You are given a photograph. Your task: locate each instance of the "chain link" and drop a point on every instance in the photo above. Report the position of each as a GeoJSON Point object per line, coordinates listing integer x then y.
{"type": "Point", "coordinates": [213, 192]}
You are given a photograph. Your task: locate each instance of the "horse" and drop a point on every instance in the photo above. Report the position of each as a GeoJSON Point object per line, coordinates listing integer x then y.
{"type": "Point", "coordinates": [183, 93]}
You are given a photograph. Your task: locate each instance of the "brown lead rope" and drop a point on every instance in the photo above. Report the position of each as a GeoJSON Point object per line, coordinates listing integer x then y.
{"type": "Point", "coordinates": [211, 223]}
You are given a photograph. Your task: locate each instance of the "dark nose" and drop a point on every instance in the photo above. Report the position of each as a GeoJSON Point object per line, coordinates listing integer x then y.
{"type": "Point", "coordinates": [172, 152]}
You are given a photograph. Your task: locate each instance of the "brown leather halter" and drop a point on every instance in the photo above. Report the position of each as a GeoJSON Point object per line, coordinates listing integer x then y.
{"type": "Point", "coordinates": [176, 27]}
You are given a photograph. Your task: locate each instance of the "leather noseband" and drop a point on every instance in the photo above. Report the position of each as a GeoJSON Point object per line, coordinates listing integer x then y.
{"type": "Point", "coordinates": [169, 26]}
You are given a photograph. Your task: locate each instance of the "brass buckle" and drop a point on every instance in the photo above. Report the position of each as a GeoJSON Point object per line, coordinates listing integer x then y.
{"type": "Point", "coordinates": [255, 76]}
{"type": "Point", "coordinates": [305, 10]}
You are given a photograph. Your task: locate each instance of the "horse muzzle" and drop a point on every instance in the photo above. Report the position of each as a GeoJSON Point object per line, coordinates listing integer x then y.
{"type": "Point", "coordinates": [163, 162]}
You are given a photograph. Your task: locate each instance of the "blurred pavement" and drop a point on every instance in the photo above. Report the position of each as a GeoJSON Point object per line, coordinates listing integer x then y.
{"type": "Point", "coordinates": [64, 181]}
+ + + +
▶ Problem description:
The records above should be restated word for word, please.

▶ Answer space:
You are given a photograph. Your task: locate each instance of the "chain link" and drop a point on every instance in the photo above. Report the position of each as a GeoJSON Point object per line, coordinates listing integer x then y.
{"type": "Point", "coordinates": [213, 192]}
You are given a photograph. Your task: locate each instance of the "horse" and drop a point on every instance in the photo above. Report the position of each as a GeoJSON Point object per line, coordinates listing integer x then y.
{"type": "Point", "coordinates": [183, 93]}
You are given a photograph. Your task: locate each instance of the "brown lead rope" and drop a point on every instance in the photo above. Report the position of each as a GeoJSON Point object per line, coordinates listing integer x then y.
{"type": "Point", "coordinates": [211, 223]}
You are given a photograph. Your task: locate each instance of the "dark nose" and drop a point on every instance in the photo above. Report the position of each as a GeoJSON Point object per line, coordinates listing integer x then y.
{"type": "Point", "coordinates": [172, 152]}
You are given a photograph. Your task: locate each instance of the "brown leather halter" and drop a point on every instance in the photo above. Report the position of each as a GeoJSON Point object per line, coordinates listing integer x then y.
{"type": "Point", "coordinates": [176, 27]}
You are given a photograph. Your task: locate each instance of the "leather noseband" and drop a point on every instance in the photo above. Report the position of each as a GeoJSON Point object per line, coordinates listing integer x then y.
{"type": "Point", "coordinates": [169, 26]}
You are given a photograph. Your task: locate each instance of the "brass buckle" and drop a point on every instance in the photo above. Report the position of each as a GeoJSON Point object per line, coordinates listing integer x then y.
{"type": "Point", "coordinates": [255, 76]}
{"type": "Point", "coordinates": [305, 10]}
You are given a photograph. Your task: locate each instance of the "horse muzzle" and drop a point on every instance in the photo above. Report the position of each as a GeoJSON Point object per line, coordinates listing integer x then y.
{"type": "Point", "coordinates": [163, 162]}
You are given a photograph. Your task: locate each instance of the "blurred pavement" and drop a point on every instance in the photo above. Report the position of each as a GeoJSON Point object per line, coordinates listing integer x then y.
{"type": "Point", "coordinates": [64, 181]}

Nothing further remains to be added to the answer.